[JOB] How many lines in the listing below contain the string "output" when matched with case counting? Reply with the number alone.

[RECORD EXCERPTS]
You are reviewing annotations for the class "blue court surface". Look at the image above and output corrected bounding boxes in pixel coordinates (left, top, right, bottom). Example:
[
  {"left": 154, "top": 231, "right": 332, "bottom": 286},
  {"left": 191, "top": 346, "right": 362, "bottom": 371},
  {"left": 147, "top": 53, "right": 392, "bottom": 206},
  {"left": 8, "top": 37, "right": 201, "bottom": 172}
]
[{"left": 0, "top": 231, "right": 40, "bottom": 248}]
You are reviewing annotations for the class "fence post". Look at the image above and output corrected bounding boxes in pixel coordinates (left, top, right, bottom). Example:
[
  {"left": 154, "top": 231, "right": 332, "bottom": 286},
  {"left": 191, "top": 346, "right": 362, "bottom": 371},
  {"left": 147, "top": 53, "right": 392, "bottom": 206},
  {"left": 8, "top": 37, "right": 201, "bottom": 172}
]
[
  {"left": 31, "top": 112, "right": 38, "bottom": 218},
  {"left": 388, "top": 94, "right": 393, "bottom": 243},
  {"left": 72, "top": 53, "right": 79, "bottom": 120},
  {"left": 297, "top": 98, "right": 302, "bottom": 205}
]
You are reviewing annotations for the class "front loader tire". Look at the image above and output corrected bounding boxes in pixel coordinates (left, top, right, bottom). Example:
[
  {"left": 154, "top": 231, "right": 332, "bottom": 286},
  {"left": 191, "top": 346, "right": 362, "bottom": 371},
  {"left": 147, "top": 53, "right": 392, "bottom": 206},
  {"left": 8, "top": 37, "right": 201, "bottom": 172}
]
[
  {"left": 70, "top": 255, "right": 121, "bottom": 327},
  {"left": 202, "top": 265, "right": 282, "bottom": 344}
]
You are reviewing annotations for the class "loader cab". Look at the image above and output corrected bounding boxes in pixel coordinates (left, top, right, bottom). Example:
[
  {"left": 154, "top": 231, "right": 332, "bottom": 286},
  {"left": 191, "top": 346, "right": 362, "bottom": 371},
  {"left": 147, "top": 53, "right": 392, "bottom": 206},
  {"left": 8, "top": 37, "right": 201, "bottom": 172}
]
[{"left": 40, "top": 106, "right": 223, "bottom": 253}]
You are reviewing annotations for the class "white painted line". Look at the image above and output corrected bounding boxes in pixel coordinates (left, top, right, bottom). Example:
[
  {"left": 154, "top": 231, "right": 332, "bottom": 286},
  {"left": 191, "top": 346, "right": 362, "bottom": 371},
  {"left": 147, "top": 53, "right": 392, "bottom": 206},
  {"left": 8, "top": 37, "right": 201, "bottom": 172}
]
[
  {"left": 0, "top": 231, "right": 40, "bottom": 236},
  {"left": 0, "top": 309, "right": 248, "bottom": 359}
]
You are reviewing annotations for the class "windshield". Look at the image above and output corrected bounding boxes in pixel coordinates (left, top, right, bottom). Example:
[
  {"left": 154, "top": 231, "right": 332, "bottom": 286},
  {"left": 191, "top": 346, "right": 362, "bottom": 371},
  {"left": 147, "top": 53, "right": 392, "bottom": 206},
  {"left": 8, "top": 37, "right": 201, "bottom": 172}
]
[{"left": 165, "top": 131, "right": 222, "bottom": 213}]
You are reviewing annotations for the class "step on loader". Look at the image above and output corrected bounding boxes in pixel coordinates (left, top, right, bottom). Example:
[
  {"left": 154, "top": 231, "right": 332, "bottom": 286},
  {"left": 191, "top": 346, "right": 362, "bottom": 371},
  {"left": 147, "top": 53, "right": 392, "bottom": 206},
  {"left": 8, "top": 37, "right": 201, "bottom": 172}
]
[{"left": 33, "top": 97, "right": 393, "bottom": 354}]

[RIGHT ANSWER] 7